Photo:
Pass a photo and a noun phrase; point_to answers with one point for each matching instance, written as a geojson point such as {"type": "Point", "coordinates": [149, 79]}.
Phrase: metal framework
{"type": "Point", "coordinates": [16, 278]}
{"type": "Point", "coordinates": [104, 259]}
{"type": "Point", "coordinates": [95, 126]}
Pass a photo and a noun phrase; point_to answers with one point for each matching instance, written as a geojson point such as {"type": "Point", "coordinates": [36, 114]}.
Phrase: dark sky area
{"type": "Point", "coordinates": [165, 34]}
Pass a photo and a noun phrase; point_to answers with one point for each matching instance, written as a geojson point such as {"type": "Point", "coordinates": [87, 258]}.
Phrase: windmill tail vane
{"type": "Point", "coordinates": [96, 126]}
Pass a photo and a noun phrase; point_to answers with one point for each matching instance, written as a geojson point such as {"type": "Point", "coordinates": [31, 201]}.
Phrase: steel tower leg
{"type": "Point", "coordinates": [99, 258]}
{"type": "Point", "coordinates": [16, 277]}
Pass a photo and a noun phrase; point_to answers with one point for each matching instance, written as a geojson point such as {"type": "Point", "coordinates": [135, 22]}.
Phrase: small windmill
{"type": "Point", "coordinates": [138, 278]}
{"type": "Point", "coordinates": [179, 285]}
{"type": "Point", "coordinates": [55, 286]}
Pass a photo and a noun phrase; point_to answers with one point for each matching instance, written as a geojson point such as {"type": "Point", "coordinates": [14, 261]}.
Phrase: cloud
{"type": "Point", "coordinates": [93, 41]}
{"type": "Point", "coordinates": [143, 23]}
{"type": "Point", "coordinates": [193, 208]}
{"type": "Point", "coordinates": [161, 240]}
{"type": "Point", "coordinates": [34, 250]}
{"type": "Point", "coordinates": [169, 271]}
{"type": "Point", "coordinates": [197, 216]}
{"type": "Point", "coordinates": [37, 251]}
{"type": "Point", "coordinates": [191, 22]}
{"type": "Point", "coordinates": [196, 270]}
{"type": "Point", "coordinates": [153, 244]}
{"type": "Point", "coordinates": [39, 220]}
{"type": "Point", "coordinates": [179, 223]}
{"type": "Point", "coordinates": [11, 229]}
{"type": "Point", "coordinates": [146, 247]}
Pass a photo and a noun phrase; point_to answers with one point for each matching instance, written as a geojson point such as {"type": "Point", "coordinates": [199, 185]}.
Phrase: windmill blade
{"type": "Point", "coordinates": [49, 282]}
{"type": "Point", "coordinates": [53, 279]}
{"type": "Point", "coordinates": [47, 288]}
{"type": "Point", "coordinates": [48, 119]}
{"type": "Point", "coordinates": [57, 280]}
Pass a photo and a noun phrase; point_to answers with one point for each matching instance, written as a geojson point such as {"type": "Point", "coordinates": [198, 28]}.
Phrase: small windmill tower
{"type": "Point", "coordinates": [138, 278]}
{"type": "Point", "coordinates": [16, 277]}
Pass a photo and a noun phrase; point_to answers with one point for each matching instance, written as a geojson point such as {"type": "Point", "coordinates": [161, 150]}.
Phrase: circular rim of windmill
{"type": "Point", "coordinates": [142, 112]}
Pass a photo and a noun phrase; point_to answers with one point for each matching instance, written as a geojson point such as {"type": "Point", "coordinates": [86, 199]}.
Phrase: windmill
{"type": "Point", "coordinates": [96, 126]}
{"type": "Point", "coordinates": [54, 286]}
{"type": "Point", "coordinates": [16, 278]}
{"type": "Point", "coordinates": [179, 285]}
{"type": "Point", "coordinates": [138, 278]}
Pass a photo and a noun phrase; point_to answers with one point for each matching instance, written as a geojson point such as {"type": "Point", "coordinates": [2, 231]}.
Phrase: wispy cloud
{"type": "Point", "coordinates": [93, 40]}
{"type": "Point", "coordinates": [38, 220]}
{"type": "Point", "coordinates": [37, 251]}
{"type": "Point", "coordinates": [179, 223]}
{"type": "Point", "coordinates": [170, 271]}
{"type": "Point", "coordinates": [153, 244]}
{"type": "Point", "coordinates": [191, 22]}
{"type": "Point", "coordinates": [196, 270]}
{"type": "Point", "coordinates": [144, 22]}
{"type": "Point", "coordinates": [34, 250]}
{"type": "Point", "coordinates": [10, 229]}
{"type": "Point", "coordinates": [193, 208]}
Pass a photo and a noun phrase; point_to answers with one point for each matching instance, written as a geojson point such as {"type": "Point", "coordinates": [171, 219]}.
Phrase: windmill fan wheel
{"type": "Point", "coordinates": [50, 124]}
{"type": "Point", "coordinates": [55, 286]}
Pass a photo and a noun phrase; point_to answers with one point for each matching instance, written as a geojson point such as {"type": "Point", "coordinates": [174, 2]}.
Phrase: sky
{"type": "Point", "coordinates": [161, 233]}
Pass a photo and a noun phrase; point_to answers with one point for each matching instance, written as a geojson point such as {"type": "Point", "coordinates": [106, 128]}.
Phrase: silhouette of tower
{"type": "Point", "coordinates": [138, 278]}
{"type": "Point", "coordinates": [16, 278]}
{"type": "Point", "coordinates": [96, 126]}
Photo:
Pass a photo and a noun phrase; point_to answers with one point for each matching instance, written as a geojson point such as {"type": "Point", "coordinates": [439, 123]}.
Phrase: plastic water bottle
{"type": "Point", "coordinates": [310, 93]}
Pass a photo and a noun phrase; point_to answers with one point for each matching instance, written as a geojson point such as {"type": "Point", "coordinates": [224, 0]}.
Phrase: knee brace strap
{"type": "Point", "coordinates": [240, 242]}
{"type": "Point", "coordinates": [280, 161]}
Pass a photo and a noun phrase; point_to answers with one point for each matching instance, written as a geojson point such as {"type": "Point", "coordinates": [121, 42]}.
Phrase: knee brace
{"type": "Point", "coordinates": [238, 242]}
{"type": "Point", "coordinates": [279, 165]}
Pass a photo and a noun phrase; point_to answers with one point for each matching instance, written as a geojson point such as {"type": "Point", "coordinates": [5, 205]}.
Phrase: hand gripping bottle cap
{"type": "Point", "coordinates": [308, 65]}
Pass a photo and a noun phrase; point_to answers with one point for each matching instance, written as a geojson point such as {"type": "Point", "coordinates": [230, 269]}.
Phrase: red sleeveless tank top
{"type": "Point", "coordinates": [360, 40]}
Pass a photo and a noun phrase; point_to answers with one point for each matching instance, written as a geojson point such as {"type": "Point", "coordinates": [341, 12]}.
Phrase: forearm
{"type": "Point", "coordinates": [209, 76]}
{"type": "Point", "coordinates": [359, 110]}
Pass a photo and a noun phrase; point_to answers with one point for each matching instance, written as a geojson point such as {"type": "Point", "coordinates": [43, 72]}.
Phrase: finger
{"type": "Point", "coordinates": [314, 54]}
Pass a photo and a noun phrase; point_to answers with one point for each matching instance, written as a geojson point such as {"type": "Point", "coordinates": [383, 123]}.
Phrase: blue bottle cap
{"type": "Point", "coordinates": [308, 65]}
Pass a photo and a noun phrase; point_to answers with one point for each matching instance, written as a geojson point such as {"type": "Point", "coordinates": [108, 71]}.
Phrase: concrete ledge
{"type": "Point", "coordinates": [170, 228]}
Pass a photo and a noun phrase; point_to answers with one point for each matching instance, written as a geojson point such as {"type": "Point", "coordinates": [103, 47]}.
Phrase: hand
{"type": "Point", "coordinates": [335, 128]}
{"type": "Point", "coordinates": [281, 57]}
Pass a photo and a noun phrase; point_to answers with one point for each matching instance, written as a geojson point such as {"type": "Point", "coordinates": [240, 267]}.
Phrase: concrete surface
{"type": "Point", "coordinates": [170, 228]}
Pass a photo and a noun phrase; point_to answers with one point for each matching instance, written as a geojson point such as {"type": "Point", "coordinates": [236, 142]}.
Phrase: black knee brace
________________
_Job:_
Select each line above that contains the word "windmill", and copy those lines in full.

_Answer to the exercise:_
Phrase: windmill tail vane
Phrase: small windmill
Phrase: windmill blade
Phrase: small windmill tower
Phrase: circular rim of windmill
Phrase: windmill
Phrase: windmill fan wheel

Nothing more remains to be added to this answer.